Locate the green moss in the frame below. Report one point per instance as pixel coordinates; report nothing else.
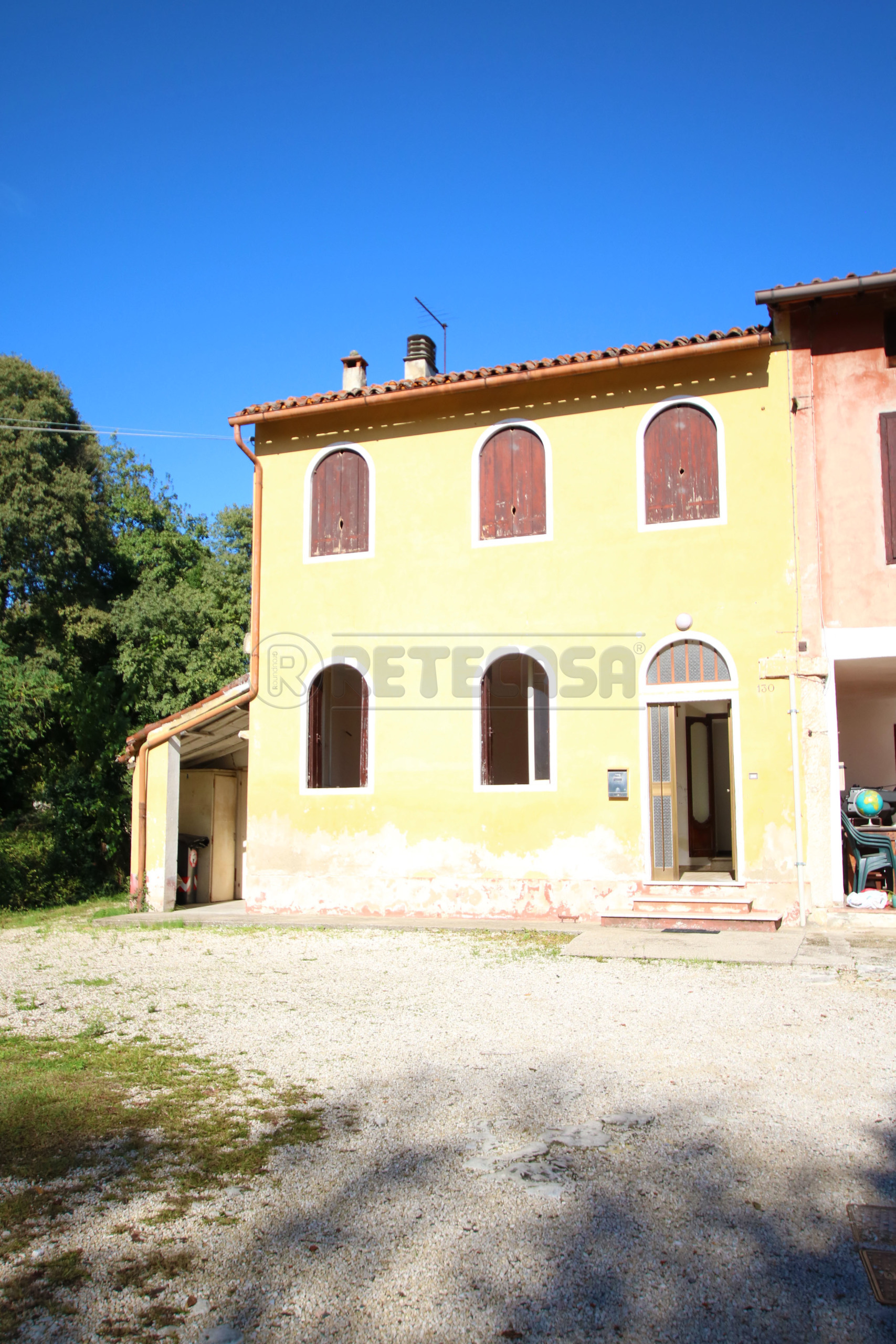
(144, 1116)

# # # # #

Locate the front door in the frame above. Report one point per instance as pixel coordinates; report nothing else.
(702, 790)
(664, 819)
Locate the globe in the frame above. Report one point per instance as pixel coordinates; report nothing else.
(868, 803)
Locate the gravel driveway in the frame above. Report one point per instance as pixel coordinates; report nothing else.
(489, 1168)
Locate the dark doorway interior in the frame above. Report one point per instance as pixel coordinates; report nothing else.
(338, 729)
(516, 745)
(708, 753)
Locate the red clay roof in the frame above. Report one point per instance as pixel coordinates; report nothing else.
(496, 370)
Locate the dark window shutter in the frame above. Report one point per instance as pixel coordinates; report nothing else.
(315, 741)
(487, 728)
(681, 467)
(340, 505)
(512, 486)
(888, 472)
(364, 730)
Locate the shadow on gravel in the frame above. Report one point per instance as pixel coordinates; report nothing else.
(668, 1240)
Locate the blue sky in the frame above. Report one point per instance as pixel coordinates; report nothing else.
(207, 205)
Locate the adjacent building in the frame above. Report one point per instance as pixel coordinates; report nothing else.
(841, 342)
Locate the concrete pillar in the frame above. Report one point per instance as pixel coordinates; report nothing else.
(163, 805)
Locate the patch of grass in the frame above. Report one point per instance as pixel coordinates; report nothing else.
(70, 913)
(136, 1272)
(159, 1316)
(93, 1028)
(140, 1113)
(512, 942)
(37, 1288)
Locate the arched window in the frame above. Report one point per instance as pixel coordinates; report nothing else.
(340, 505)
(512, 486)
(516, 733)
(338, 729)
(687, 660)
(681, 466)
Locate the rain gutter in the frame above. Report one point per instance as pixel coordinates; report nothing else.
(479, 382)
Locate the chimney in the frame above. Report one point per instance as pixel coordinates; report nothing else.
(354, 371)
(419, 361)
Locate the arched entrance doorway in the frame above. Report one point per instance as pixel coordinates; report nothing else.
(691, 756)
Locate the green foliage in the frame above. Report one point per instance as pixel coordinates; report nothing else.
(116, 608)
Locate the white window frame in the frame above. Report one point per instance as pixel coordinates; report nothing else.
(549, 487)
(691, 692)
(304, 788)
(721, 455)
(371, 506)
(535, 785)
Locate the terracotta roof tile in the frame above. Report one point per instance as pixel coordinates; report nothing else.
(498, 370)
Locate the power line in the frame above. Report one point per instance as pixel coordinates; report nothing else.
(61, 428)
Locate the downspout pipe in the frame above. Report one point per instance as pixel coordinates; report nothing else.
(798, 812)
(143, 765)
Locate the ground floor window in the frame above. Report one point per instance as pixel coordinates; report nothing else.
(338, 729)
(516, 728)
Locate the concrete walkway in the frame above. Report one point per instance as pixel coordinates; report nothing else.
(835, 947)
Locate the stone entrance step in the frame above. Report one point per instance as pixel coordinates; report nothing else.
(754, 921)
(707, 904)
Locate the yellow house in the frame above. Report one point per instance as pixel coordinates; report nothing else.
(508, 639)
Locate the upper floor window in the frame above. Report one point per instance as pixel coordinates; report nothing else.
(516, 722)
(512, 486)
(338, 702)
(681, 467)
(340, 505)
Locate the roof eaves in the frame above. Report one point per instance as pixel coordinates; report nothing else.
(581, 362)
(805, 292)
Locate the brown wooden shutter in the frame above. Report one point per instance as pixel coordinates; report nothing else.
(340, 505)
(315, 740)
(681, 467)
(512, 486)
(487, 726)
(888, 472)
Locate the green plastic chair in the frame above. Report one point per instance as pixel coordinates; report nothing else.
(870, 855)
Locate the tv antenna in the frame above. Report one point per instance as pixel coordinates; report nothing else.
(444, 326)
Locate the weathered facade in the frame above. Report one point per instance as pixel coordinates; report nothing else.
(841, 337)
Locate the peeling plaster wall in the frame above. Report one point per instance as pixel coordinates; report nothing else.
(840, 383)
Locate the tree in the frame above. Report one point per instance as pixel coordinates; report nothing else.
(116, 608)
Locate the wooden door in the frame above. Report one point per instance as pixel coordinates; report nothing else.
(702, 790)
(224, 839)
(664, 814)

# # # # #

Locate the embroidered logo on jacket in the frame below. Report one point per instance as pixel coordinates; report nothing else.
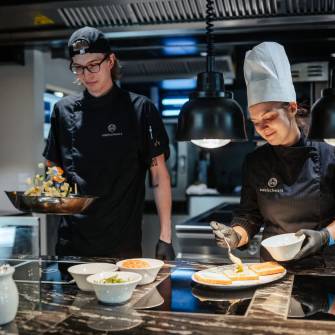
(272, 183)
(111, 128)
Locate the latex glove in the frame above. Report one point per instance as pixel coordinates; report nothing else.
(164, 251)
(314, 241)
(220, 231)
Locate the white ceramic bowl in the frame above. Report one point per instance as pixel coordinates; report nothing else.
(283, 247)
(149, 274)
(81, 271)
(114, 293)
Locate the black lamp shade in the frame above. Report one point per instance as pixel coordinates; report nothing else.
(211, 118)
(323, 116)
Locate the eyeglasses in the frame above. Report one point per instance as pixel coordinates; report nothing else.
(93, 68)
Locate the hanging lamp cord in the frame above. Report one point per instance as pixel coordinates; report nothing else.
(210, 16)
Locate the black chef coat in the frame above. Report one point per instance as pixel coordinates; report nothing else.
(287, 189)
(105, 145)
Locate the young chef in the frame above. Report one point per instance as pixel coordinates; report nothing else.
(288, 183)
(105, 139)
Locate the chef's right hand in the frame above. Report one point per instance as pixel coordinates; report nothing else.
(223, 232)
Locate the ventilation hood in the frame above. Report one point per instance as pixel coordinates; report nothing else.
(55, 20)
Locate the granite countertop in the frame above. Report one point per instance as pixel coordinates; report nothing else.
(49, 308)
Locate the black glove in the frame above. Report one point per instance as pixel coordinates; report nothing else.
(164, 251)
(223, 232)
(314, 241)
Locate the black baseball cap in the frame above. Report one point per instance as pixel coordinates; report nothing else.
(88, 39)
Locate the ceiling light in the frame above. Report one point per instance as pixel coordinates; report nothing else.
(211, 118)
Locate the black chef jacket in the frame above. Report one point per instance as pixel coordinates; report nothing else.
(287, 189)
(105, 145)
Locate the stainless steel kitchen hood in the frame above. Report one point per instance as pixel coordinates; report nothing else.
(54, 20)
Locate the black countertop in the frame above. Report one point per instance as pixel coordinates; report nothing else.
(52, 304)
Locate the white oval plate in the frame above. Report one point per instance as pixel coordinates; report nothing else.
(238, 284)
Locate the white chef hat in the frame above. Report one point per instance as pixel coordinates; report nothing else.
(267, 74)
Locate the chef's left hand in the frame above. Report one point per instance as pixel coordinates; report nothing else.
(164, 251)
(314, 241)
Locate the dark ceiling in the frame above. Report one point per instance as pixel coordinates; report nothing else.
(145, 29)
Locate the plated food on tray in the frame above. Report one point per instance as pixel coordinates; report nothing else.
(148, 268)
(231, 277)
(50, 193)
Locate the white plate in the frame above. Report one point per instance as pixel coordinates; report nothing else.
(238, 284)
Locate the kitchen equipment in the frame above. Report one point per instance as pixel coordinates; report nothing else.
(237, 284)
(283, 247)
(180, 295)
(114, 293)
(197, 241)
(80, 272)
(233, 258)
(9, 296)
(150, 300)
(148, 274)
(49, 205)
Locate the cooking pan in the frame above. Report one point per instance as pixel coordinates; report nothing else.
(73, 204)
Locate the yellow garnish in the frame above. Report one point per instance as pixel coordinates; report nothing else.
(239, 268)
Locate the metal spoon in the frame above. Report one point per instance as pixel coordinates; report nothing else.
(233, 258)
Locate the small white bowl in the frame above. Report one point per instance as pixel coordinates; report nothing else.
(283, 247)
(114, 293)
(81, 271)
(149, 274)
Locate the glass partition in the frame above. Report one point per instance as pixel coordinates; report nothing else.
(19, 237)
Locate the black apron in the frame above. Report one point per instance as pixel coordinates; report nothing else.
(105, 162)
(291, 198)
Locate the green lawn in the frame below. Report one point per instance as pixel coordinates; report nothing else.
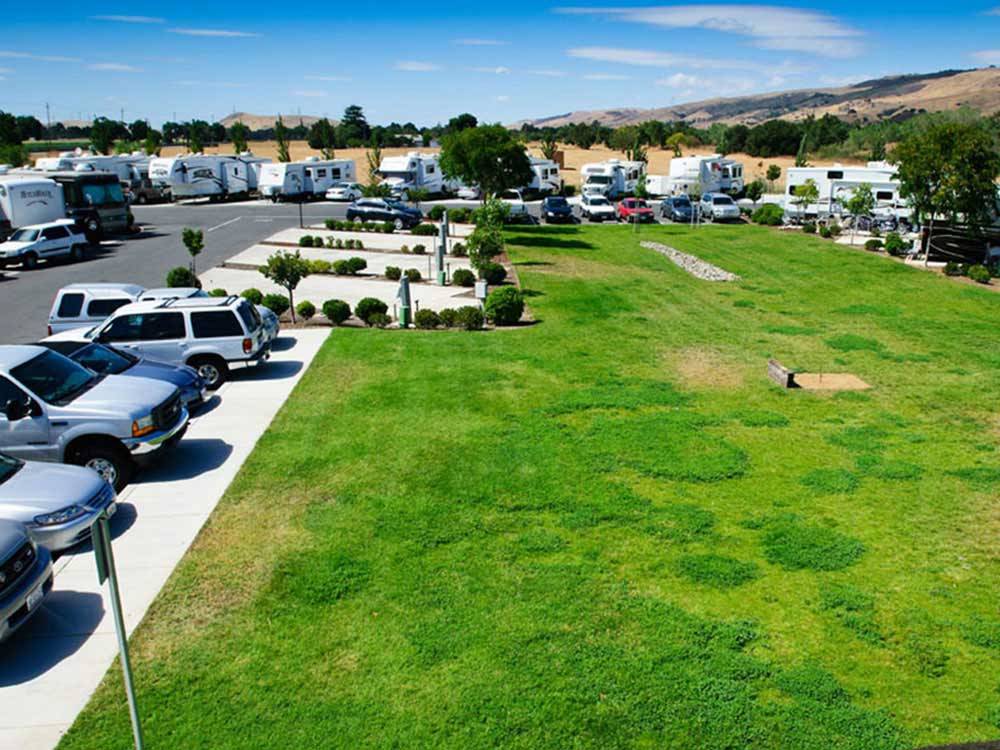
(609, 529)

# # # # #

● **Prompt**
Reproduce the records from the line with "Locate the green moss" up to and including the line with "(144, 1116)", leaving the picture out of your answer.

● **Answer to the problem**
Locate the green moss in the frame below. Report one point per instance as pixel coordinates; report nothing else.
(144, 1116)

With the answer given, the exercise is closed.